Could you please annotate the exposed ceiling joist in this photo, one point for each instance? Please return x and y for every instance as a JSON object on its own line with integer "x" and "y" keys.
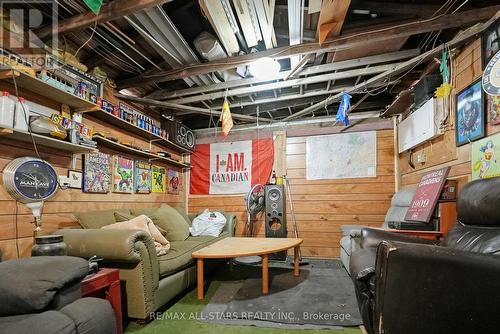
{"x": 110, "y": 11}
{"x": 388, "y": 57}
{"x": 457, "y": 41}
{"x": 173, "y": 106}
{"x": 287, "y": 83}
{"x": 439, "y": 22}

> EXERCISE
Reproduce the records above, replacing "exposed ceiling joist" with "exposed roof beam" and leaving everything else unchanged; omit the pictures from your answer.

> EXPECTED ANSWER
Could you please annotate the exposed roof beam in this photo, one point for each instance? Please return x and y for every instance as a JSON object on its own line with integer "x" and "y" keys.
{"x": 110, "y": 11}
{"x": 388, "y": 57}
{"x": 457, "y": 41}
{"x": 173, "y": 106}
{"x": 287, "y": 83}
{"x": 439, "y": 22}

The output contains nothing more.